╭─ Data extract
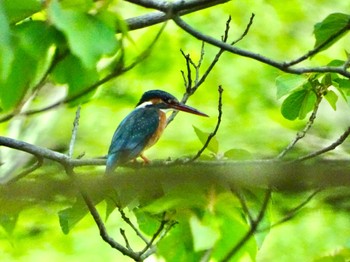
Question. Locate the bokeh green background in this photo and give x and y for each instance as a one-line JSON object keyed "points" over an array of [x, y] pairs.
{"points": [[251, 121]]}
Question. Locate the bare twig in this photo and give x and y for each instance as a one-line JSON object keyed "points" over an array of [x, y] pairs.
{"points": [[127, 244], [302, 133], [283, 66], [253, 227], [200, 80], [128, 221], [211, 135], [332, 146], [163, 222], [74, 132]]}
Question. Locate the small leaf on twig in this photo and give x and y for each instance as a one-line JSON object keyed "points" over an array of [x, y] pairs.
{"points": [[287, 82], [332, 99], [213, 145], [298, 104], [329, 27]]}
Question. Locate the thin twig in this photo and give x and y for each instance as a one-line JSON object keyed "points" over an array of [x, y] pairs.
{"points": [[253, 228], [74, 132], [127, 244], [283, 66], [301, 134], [162, 234], [163, 222], [244, 205], [39, 162], [128, 221], [97, 218], [211, 135]]}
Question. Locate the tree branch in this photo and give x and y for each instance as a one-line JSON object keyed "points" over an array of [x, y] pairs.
{"points": [[307, 127], [332, 146], [283, 66], [211, 135], [253, 227]]}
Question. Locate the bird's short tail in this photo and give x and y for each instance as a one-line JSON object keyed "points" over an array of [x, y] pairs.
{"points": [[111, 163]]}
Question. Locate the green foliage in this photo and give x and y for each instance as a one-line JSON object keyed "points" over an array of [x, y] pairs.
{"points": [[70, 216], [74, 44], [213, 146], [298, 104], [87, 36], [329, 27]]}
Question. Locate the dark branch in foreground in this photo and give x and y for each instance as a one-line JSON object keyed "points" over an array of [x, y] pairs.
{"points": [[181, 7], [253, 227]]}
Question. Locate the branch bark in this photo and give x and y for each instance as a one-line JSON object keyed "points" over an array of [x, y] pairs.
{"points": [[180, 7]]}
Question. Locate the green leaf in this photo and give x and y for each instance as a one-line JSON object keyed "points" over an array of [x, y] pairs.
{"points": [[6, 51], [71, 71], [184, 196], [204, 233], [213, 145], [69, 217], [16, 85], [286, 83], [332, 98], [298, 104], [36, 37], [331, 25], [238, 154], [147, 223], [336, 62], [8, 222], [19, 9], [233, 227], [344, 83], [79, 5], [88, 37]]}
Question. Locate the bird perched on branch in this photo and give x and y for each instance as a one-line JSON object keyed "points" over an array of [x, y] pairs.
{"points": [[142, 128]]}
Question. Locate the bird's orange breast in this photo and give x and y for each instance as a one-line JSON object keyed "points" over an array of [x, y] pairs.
{"points": [[161, 126]]}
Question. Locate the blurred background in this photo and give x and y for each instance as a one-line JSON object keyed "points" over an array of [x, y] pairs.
{"points": [[282, 30]]}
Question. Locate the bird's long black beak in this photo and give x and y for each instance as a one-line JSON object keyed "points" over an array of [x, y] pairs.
{"points": [[186, 108]]}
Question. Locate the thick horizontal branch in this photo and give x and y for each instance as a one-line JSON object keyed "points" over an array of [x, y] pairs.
{"points": [[180, 7], [47, 153], [260, 173]]}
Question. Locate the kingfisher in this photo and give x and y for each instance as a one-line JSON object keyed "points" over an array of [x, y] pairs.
{"points": [[142, 128]]}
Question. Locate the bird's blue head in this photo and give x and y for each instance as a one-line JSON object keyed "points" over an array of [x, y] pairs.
{"points": [[163, 100]]}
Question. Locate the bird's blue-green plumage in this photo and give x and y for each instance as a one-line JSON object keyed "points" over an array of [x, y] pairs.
{"points": [[132, 136]]}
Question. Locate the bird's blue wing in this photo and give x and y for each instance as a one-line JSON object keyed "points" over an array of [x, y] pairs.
{"points": [[131, 136]]}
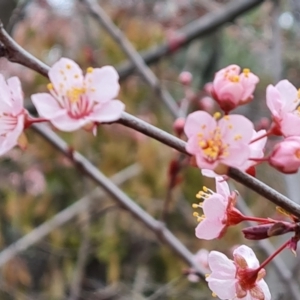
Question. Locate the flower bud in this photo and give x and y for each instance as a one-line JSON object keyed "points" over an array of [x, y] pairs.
{"points": [[264, 231], [185, 78], [232, 88], [178, 126]]}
╰─
▸ Problem: Reproduce the entries above without change, omitting all pictures.

▸ Solution for this exercise:
Question. Locate the bokeh green background in this photo and give x and y for each instance as a one-line JSON object keyed "points" over an array of [x, y] pairs.
{"points": [[251, 121]]}
Question. Locate the bare twig in this photo and give x and y for each instance as a one-line JSON object keyed "points" over an array of [x, y] pairs.
{"points": [[127, 244], [302, 133], [283, 66], [253, 227], [200, 80], [128, 221], [211, 135], [332, 146], [163, 222], [74, 132]]}
Question. Locate the small leaf on twig in this photo and give x and y for each instance as a one-line JSON object keyed "points" over an array of [x, y] pairs.
{"points": [[287, 82], [332, 99], [213, 145], [298, 104], [329, 27]]}
Question. Locate the thin twig in this photo and give x and y for each instance as a one-line JSON object keyed "points" over an array of [x, y] pairs.
{"points": [[253, 228], [74, 132], [127, 244], [283, 66], [301, 134], [162, 234], [163, 222], [244, 205], [39, 162], [128, 221], [97, 218], [211, 135]]}
Question. Locate the tree branch in this photo and give x and y for each instance as a one-line JSON object keyed "points" over an array of [x, y] pairs.
{"points": [[307, 127], [332, 146], [283, 66], [211, 135], [253, 227]]}
Question. Locate the bird's short tail in this photo and give x and y for each instance as a one-line JSON object keyed "points" over an array of [x, y] pairs.
{"points": [[111, 163]]}
Question. Locate the green foliage in this photo and give x and y for each instance as a one-line JSON object keyed "points" over an array of [x, y] pairs.
{"points": [[70, 216], [74, 44], [213, 146], [298, 104], [87, 36], [329, 27]]}
Question. Locate the dark branch in foreground in this photo and give x and y for each instance as a one-line JSON object keyed "points" over an array of [x, y] pairs.
{"points": [[181, 7], [253, 227]]}
Question. Locate the branch bark in this photo and give x and y for each instance as a one-line JSON object keyed "points" over an array of [x, y] pairs.
{"points": [[180, 7]]}
Question. Locate the green leaf in this photo and give x and y for each instance as a one-line JSON object keyed "points" over an array of [x, y] pairs.
{"points": [[6, 51], [71, 71], [184, 196], [204, 233], [213, 145], [69, 217], [16, 85], [286, 83], [332, 98], [298, 104], [36, 37], [331, 25], [238, 154], [147, 223], [336, 62], [8, 222], [19, 9], [233, 227], [344, 83], [79, 5], [88, 37]]}
Question. Locate the bird perched on branch in this photo and give x and y for each instance as a one-line JSON object keyed "points" over an array of [x, y] pairs.
{"points": [[142, 128]]}
Question. Locate the bird's orange breast in this photo and give x and y for each instance as a one-line JSON object keyed "points" over an array of [x, y] pairs.
{"points": [[161, 126]]}
Question. Locate the blurred background in this photo and give x and y for each instance as a one-line JSON object keyed "points" over an array of [x, y] pairs.
{"points": [[282, 30]]}
Question. Locate the bird's long black beak in this photo and give x and y for each instance as a one-line JSON object keyed "points" over an array of [x, y] pairs.
{"points": [[186, 108]]}
Question. Locate the thick horizontal branch in this photo and give x and y for each instance as a one-line JSON object keyed "points" over an array of [x, y] pairs.
{"points": [[180, 7], [47, 153], [260, 173]]}
Question. Locate the kingfisher in this photo and give x and y for each instance as a one-line JSON object keyed "points" over an array of [x, y] pairs.
{"points": [[142, 128]]}
Question. Locate the bird's blue head in this photo and give x and y for each instance as a one-line JSON object keyed "points" over an array of [x, y] pairs.
{"points": [[163, 100]]}
Question. Locate the bird's blue-green plumage in this photo and give x and y for each instance as a one-line JSON object keyed "points" over an array of [x, y] pairs.
{"points": [[132, 136]]}
Question. Locate the bird's blue wing in this photo and give x and y for each instance as a one-line JSON object keyed "points" over an array of [x, y] pairs.
{"points": [[131, 136]]}
Question. Locate the flower bud in this photo and give x and y for each instance as a one-line JSON object keyed "points" over an array of [x, y] pairs.
{"points": [[264, 231], [185, 78], [232, 88], [178, 126]]}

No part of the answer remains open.